▶ [What you need to do]
Rewrite all of the material with "tally sheet" swapped for "count sheet", leaving everything else unchanged and omitting the pictures.

::::::::::

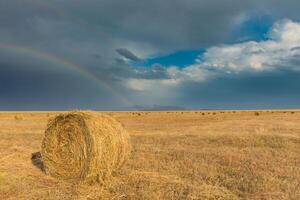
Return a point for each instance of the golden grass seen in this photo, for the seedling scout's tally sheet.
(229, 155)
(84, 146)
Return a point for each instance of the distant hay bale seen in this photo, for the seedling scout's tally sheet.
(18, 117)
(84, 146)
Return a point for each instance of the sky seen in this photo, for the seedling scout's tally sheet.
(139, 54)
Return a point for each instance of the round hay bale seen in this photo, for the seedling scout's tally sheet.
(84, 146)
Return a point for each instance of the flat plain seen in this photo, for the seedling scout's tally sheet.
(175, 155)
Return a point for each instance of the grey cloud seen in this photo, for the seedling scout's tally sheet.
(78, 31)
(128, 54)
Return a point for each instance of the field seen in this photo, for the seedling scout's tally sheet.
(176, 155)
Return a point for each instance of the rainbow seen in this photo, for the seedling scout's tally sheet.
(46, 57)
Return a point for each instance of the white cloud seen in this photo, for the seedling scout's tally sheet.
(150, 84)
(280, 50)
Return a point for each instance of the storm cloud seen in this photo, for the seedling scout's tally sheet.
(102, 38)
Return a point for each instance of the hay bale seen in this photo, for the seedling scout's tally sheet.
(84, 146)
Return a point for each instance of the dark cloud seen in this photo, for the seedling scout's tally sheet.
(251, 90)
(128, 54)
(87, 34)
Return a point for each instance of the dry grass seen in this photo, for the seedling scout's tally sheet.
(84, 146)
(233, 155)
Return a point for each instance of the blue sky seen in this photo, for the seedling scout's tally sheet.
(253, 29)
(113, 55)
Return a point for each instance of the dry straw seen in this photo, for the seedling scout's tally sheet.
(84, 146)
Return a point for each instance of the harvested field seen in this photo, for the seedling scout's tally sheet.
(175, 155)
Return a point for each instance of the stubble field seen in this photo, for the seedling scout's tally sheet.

::::::::::

▶ [Exercise result]
Return a point for each instance of the golden grass seen in this photo, for the seedling scout's count sheet.
(229, 155)
(84, 146)
Return a point for each instance of the distant hay bale seen in this photo, for the seedling scout's count sheet.
(18, 117)
(84, 146)
Return a point for each instance of the sky seen in this photo, for the seedling scout's count sheet.
(139, 54)
Return a point for each instance of the round hay bale seen in this photo, for the seedling scout's count sheet.
(84, 146)
Return a point for each instance of the flat plain seen in this photo, for the seedling scout's count sheet.
(175, 155)
Return a point for each instance of the grey cloud seen in this photo, for the seedling scout's count sheet.
(78, 31)
(128, 54)
Return a point for each instance of the field seen in this photo, for the seedling scout's count sheet.
(176, 155)
Return a point for each instance of the rainbow seen in this photo, for the seedling scout's count sheet.
(46, 57)
Return a point for each instance of the white cloud seen in this photo, for the seedling scout's count sheet.
(150, 84)
(280, 50)
Return a point for each instance of the storm cloud seen in this photo, for the seedling scout's count sheet.
(102, 38)
Return a point for each instance of the hay bale seen in this photo, for the seedling scout's count sheet.
(84, 146)
Return a point for each instance of the dark cloud seen in this photo, for the seedling scout's count sheet.
(251, 90)
(128, 54)
(87, 34)
Return a point for each instance of the dry grass seen in this photo, for the seedling scout's count sheet.
(84, 146)
(233, 155)
Return a point for each instance of the blue sky seen in this photo, for the seedling scout's count sheet.
(253, 29)
(113, 55)
Return a point for each instance of the dry straw seen in this photo, for the seedling scout's count sheet.
(84, 146)
Return a point for each instance of the harvested field seen in this photo, for the seedling scout's count sheet.
(175, 155)
Return a point for each instance of the stubble field seen in this photo, for the seedling scout's count sheet.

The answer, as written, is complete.